* Description of the task: Reproduce the listing below word for word, keeping every line.

[start of Material shown]

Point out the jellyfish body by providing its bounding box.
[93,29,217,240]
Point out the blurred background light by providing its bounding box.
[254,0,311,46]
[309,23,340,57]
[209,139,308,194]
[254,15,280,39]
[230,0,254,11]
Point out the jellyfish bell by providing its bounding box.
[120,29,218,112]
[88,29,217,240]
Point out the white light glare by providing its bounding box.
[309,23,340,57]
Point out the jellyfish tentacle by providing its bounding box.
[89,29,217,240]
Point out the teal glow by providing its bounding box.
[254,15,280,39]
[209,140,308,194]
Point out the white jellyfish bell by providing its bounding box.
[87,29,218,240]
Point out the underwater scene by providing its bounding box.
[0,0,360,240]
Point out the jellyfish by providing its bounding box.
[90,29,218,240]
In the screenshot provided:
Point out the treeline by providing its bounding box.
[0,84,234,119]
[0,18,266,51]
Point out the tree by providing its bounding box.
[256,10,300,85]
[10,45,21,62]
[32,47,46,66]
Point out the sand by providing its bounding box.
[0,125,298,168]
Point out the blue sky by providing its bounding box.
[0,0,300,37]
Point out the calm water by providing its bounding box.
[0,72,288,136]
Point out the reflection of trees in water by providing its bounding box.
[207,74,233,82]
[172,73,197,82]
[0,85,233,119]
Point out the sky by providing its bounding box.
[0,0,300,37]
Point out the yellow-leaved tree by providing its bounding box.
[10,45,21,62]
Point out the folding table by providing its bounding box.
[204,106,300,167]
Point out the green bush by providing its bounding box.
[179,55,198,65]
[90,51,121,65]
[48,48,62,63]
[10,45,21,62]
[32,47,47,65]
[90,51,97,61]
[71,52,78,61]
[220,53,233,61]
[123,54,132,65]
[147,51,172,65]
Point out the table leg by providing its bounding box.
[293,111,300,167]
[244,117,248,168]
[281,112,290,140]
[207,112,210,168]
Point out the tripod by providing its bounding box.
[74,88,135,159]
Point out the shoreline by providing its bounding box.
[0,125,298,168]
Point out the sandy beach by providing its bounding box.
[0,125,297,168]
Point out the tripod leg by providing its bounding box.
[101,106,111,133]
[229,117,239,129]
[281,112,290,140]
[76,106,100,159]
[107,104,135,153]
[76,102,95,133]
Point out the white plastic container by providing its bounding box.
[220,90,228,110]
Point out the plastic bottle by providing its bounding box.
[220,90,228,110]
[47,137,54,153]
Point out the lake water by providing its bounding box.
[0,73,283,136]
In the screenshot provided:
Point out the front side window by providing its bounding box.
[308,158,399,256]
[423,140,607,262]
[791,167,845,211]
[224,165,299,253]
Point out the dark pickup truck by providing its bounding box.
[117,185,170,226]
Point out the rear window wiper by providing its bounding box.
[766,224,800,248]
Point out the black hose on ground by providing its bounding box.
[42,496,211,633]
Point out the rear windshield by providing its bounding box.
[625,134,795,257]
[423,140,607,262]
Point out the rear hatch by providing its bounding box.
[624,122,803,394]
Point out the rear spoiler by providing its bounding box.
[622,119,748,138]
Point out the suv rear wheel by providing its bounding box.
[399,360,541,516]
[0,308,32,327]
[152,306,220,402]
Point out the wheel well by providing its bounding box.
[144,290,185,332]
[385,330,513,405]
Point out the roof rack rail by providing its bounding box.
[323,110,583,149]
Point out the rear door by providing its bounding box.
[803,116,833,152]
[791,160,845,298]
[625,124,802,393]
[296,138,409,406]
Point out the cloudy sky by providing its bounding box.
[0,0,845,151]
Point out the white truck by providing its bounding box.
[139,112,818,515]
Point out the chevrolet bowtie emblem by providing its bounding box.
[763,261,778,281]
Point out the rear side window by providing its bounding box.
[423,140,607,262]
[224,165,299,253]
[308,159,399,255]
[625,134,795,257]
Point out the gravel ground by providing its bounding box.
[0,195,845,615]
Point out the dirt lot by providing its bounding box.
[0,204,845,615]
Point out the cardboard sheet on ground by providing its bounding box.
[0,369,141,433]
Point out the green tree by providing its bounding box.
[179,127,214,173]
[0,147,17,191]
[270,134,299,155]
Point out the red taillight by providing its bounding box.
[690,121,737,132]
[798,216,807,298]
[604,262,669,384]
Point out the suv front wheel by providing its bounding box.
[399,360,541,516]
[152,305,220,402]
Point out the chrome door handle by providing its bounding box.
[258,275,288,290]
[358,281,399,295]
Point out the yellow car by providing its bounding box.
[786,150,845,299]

[end of Material shown]

* Task answer:
Point out the jellyfish body by providing its bounding box.
[93,29,217,240]
Point out the blurred background light by providing its bounding box.
[254,0,311,46]
[309,23,340,57]
[209,139,308,194]
[254,15,280,39]
[230,0,254,11]
Point out the jellyfish bell by providing its bounding box.
[120,29,218,112]
[88,29,217,240]
Point out the white light glare by providing its bounding box.
[309,23,340,57]
Point out the jellyfish tentacle by providing its bounding box.
[89,29,217,240]
Point out the teal glow by providing its bounding box.
[254,15,280,39]
[209,140,308,194]
Point out the white jellyfish bell by providing its bounding box.
[87,29,218,240]
Point out the underwater scene by providing its bounding box.
[0,0,360,240]
Point out the jellyfish by providing its bounding box.
[90,29,218,240]
In the screenshot provided:
Point out the treeline by providing its bounding box.
[0,84,234,119]
[0,18,266,51]
Point out the tree by providing its bounding box.
[256,10,300,85]
[10,45,21,62]
[32,47,46,66]
Point out the sand by providing its bounding box.
[0,125,298,168]
Point out the blue sky by providing its bounding box.
[0,0,300,37]
Point out the calm water by providing its bounding box.
[0,72,288,136]
Point out the reflection of trees in water by providing its bounding box.
[207,74,233,82]
[172,73,197,82]
[0,85,233,119]
Point out the sky by providing its bounding box.
[0,0,300,37]
Point out the yellow-leaved tree by providing its bounding box.
[10,45,21,62]
Point out the folding table by providing its bounding box.
[204,106,300,167]
Point out the green bush by providing its bounding box.
[179,55,198,65]
[90,51,121,65]
[48,48,62,63]
[10,45,21,62]
[32,47,47,65]
[90,51,97,61]
[71,52,78,61]
[220,53,233,61]
[123,54,132,65]
[147,51,172,65]
Point out the table leg by providing its bounding box.
[293,111,300,167]
[244,117,248,168]
[281,112,290,140]
[207,112,210,168]
Point out the tripod by providing its bounding box.
[74,88,135,159]
Point out the shoreline by providing its bounding box.
[0,125,298,168]
Point out the sandy beach by providing its bounding box.
[0,125,297,168]
Point out the tripod leg by providing its bounding box.
[101,106,111,133]
[229,117,239,129]
[281,112,290,140]
[76,106,100,159]
[107,104,135,153]
[76,102,95,133]
Point out the white plastic container by providing its bounding box.
[220,90,228,110]
Point out the plastic bottle by providing its bounding box.
[220,90,228,110]
[47,137,54,153]
Point out the lake water by providing its bounding box.
[0,73,283,136]
In the screenshot provided:
Point out the front side window by providing its bounding box.
[308,158,399,256]
[423,140,607,262]
[791,167,845,211]
[224,165,299,253]
Point out the dark pickup truck by providing its bounding box.
[117,185,170,226]
Point out the rear window wiper by providing its bounding box.
[766,224,800,248]
Point out the black hose on ground by providing its bounding box.
[42,496,211,633]
Point out the rear windshield by providing its bounding box.
[625,134,795,257]
[423,140,607,262]
Point out the rear hatch by providing its bounding box.
[624,122,803,394]
Point out the rear spoiler by providing its bounding box.
[622,119,748,138]
Point out the suv rear wheel by providing its bounding box.
[399,360,541,516]
[0,308,32,327]
[152,306,220,402]
Point out the wheel well by providing its bounding box.
[144,290,185,332]
[385,330,513,405]
Point out the roof rack rail by providing its bounding box.
[323,110,583,149]
Point out the rear door by providing its bounding box.
[803,116,833,152]
[791,160,845,298]
[625,124,802,393]
[296,138,409,406]
Point out the cloudy sky by providing its bounding box.
[0,0,845,151]
Point out the white truck by providing its bounding box.
[139,112,818,515]
Point out the chevrolet bowtie emblem by providing its bounding box.
[763,261,778,281]
Point out the rear side window by providing its bounding box.
[423,140,607,262]
[224,165,299,253]
[308,159,399,255]
[625,134,795,257]
Point out the gravel ground by providing its bounding box.
[0,195,845,615]
Point out the dirt lot by providing its bounding box.
[0,204,845,615]
Point out the cardboard sheet on ground by providing its bounding box.
[0,369,141,433]
Point out the green tree by providing its bounding box.
[179,127,214,173]
[0,147,17,191]
[270,134,299,155]
Point out the red taillight by providing its bounding box.
[690,121,737,132]
[798,216,807,298]
[604,262,669,384]
Point out the suv front wheel by providing its bounding box.
[399,360,541,516]
[152,305,220,402]
Point out the chrome door handle by providing its bounding box.
[258,275,288,290]
[358,281,399,295]
Point out the yellow car by providing its bounding box.
[786,150,845,299]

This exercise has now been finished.